**Passage shown:**
________________________________________

Meath S.F.C.
- Season: 1964
- Champions: Kilbride 1st Senior Championship Title
- Relegated: None
- Winning Captain: Edward O'Sullivan (Kilbride)
- Matches: 40

= 1964 Meath Senior Football Championship =

The 1964 Meath Senior Football Championship is the 72nd edition of the Meath GAA's premier club Gaelic football tournament for senior graded teams in County Meath, Ireland. The tournament consists of nine teams. The championship employed a straight knock-out format.

This season saw St. Patrick's debut in the top flight after claiming the 1963 Meath Intermediate Football Championship title.

Navan O'Mahonys were the defending champions after they defeated St. Vincent's in the previous years final, however they lost their crown to Drumree at the quarter-final stage.

________________________________________

**Data section:**
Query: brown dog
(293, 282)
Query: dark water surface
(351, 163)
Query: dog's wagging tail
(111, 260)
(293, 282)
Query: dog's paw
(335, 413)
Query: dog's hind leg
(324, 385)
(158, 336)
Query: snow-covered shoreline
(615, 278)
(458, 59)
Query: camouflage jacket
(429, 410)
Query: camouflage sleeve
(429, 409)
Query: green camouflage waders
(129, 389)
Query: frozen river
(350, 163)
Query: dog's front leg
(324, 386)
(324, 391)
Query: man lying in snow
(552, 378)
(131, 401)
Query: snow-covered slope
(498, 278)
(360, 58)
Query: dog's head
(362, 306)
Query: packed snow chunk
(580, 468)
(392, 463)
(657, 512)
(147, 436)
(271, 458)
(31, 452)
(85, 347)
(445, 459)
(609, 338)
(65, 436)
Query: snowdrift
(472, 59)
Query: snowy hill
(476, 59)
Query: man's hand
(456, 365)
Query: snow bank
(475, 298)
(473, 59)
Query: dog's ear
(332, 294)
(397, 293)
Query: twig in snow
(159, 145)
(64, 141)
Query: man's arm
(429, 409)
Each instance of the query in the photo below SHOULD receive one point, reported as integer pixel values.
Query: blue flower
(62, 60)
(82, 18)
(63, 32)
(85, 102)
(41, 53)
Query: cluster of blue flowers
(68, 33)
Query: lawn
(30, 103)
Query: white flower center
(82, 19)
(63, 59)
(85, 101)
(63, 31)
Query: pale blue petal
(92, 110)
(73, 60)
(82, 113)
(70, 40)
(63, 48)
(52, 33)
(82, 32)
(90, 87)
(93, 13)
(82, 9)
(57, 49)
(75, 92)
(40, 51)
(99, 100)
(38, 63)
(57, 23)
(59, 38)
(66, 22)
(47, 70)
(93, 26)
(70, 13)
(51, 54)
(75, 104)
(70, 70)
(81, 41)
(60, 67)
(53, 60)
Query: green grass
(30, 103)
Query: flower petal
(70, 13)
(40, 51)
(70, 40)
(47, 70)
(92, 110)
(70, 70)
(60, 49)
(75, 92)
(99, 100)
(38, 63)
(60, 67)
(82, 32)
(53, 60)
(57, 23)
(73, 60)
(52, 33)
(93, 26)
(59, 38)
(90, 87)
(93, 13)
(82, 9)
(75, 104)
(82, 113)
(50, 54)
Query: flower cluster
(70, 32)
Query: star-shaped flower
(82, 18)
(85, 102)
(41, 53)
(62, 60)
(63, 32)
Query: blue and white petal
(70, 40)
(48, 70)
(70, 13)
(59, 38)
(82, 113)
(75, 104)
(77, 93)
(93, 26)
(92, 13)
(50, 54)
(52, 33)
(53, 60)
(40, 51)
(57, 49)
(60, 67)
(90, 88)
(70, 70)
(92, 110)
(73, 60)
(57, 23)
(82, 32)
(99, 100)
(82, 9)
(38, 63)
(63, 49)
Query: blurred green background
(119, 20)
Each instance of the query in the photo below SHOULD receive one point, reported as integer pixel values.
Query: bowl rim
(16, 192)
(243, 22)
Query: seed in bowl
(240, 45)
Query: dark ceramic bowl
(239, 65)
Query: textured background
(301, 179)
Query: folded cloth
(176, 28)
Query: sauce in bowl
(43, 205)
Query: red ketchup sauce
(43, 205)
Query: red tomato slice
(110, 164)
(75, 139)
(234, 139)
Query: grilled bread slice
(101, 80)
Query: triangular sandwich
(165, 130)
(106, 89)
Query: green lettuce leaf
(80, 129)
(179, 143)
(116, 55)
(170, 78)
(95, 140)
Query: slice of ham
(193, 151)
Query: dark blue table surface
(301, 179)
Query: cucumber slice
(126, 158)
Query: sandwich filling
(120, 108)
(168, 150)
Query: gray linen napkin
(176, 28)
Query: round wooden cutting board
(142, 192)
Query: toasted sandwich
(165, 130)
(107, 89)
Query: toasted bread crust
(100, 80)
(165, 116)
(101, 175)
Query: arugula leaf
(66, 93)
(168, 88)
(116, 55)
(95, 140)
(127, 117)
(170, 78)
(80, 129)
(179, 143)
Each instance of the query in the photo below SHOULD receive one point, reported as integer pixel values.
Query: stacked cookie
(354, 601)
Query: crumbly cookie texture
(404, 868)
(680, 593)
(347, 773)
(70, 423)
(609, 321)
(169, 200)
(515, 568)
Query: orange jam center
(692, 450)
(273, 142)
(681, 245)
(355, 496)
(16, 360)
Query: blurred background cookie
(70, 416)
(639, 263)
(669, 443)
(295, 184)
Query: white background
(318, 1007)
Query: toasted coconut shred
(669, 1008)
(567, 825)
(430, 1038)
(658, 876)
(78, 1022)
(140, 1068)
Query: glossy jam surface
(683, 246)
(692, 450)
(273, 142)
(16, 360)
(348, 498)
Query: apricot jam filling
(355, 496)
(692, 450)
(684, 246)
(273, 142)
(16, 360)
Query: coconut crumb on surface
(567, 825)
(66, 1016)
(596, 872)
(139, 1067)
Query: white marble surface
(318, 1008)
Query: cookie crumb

________________________________________

**Objectives:**
1) Find every line in the records that contains the word "sauce" and copy each one.
2) Extend the passage on the 1964 Meath Senior Football Championship past its final sentence.

**Results of the tasks:**
1)
Query: sauce in bowl
Query: red ketchup sauce

2)
This was Gaeil Colmcille's first year in existence (formed from Senior club Drumbaragh and Intermediate outfit Kells Harps). A fallout from this amalgamation formed the Kilmainham club located in the same parish, however they didn't enter any championships until the 1965 season. Almost 10 years later in 1974 a new Drumbaragh Emmets club was formed after a dispute within the Gaeil Colmcille club, ultimately forming the third of the current three Kells parish clubs: Gaeil Colmcille, Drumbaragh Emmets and Kilmainham.

Kilbride claimed their 1st S.F.C. title on 25 October 1964 when defeating Gaeil Colmcille in the final by 1–8 to 0–8 at Pairc Tailteann. Edward O'Sullivan raised the Keegan Cup for the Dunboyne parish outfit. An attendance of 4,496 turned up for the showpiece of Meath club football.

==Team changes==

The following teams have changed division since the 1963 championship season.

===To S.F.C.===
Promoted from I.F.C.
- St. Patrick's - (Intermediate Champions).

===From S.F.C.===
Regraded to I.F.C.
- Athboy
- Ballivor

==First round==
Two teams (one random and the previous years I.F.C. champions) enter this round. The winner progresses to the quarter-finals.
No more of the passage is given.